[Saved data entries]

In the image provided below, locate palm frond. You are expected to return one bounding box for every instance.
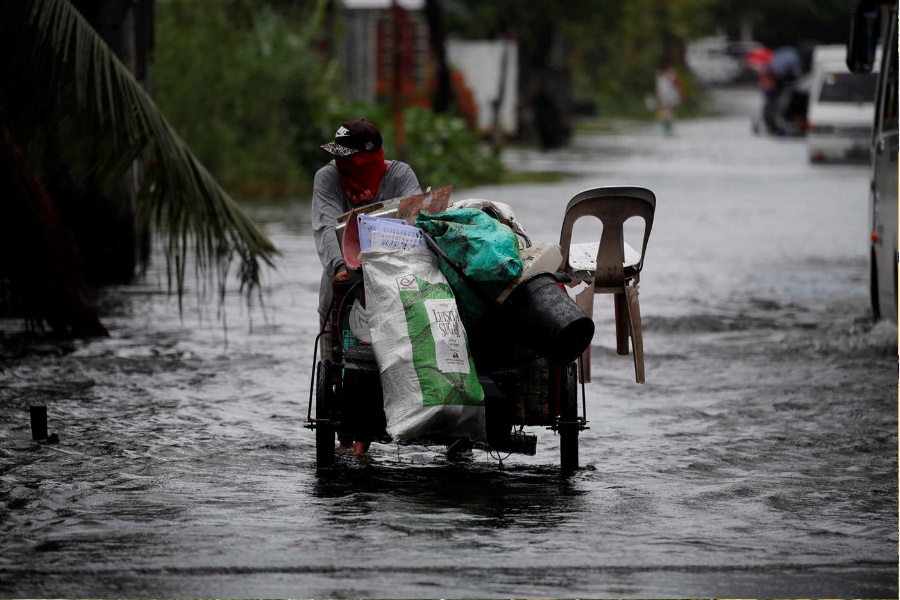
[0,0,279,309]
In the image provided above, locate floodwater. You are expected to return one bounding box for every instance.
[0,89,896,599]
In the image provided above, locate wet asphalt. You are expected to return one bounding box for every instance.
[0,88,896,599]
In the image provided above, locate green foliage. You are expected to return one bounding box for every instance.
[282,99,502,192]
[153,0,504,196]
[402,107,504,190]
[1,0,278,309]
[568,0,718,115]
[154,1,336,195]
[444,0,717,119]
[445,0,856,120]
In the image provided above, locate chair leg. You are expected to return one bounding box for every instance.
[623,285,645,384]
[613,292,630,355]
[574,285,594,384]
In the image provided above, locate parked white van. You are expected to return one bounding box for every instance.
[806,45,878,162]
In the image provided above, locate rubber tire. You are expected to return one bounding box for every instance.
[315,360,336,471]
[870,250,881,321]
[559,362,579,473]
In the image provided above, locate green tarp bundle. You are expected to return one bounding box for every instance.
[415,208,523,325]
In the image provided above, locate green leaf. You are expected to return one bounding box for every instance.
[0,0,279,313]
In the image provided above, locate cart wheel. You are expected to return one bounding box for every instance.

WHAT YOU WILL DO -> Output the records exactly as they appear, skipping any pictures.

TASK OUTPUT ->
In the image provided below, locate palm frond. You are expected to return one bounding box for every instance.
[0,0,279,309]
In the image provided above, locate floodwater. You are expected to return one bounding box for every instance.
[0,89,896,599]
In the image provided above, locate wet asphalt. You are expected to return one bounding box for every instance.
[0,88,896,599]
In the image provided above, locate green foliage. You are expected to return one bounding box for every instance.
[282,99,502,192]
[153,0,504,196]
[402,107,504,190]
[1,0,278,309]
[568,0,718,115]
[154,1,336,195]
[444,0,717,119]
[445,0,856,120]
In the image provided above, locate chair leg. You are expected to return one bounding box for every instance.
[623,285,645,384]
[613,292,630,355]
[574,285,594,384]
In the image provided above, locate parked white van. You are expected to return one bounding box for every instance.
[806,45,878,162]
In the image provided above, locate rubber tire. You are expected to return one bounding box for every instance.
[315,360,336,471]
[870,250,881,321]
[559,362,579,473]
In the image provided above, locate green tarp bundle. You are expected to return one bounding box for every instance.
[415,208,523,325]
In the image provided above, locate green leaf. You are expected to return one bounding box for every instance.
[0,0,279,313]
In the image provided above, locate cart wheel. You are expected to return one bounding box for every instance.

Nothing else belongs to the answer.